** SOURCE PASSAGE **
□ □ □

What Did Proto-Indo-European Sound Like?

That would be the original mother tongue of most us.

Linguists have recently reconstructed what a 6,000 year-old-language called Proto-Indo-European might have sounded like. This language was the forerunner of many European and Asian languages, and now you can listen to what it may have sounded like.

Over at Archaeology magazine, Kentucky linguist Andrew Byrd does a dramatic reading of a story written using only the vocabulary we are certain existed 6,000 years ago. Eric Powell explains:

Proto-Indo-European (PIE) was spoken by a people who lived from roughly 4500 to 2500 B.C., and left no written texts. The question became, what did PIE sound like? In 1868, German linguist August Schleicher used reconstructed Proto-Indo-European vocabulary to create a fable in order to hear some approximation of PIE. Called “The Sheep and the Horses” . . . As linguists have continued to discover more about PIE, this sonic experiment continues and the fable is periodically updated to reflect the most current understanding of how this extinct language would have sounded when it was spoken some six thousand years ago. Since there is considerable disagreement among scholars about PIE, no one version can be considered definitive.

□ □ □

** WORKING DATA **
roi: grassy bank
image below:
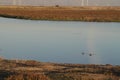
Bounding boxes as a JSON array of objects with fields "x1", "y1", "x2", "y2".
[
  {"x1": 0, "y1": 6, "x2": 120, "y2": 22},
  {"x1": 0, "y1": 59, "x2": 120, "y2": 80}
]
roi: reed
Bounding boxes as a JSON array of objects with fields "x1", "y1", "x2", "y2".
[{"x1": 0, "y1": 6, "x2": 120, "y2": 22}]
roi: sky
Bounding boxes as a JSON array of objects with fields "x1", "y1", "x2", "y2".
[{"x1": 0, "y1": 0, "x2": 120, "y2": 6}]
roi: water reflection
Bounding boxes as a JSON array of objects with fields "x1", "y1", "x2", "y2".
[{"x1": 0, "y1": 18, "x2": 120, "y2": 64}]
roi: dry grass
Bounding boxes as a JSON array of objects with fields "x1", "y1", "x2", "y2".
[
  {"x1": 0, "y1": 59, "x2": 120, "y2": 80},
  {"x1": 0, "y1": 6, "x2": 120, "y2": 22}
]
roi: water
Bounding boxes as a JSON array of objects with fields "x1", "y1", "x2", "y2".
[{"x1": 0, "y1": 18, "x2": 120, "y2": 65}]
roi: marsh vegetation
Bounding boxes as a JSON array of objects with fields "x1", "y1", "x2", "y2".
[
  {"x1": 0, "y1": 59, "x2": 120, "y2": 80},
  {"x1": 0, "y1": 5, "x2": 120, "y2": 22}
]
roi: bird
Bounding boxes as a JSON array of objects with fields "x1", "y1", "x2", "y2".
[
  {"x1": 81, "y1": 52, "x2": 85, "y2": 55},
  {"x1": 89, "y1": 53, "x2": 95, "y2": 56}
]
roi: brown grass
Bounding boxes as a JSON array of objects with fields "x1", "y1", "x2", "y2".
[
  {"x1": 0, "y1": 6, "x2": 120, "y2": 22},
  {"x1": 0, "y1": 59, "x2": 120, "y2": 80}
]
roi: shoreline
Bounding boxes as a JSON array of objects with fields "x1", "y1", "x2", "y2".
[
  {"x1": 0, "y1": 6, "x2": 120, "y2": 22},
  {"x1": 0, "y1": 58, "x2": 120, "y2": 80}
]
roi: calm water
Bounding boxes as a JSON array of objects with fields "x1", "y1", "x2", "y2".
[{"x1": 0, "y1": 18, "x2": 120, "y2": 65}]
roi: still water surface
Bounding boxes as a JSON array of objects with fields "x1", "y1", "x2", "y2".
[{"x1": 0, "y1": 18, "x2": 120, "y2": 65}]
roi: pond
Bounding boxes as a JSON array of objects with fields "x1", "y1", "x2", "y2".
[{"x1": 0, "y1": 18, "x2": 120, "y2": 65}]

□ □ □

** LIST OF TASKS **
(a) Rewrite the paragraph of the Proto-Indo-European text that begins "Proto-Indo-European (PIE) was spoken" as a bulleted list, keeping its main facts.
(b) Count the lines in the records that contain the string "water", treating case as significant, and reply with the number only.

** EXERCISE RESPONSES **
(a)
- Proto-Indo-European (PIE) was spoken by a people who lived from roughly 4500 to 2500 B.C., and they left no written texts.
- In 1868, German linguist August Schleicher used reconstructed PIE vocabulary to write a fable, "The Sheep and the Horses," to hear an approximation of the language.
- As linguists learn more about PIE, the fable is periodically updated to reflect current understanding of how the language sounded about six thousand years ago.
- Scholars disagree considerably about PIE, so no single version can be considered definitive.

(b) 4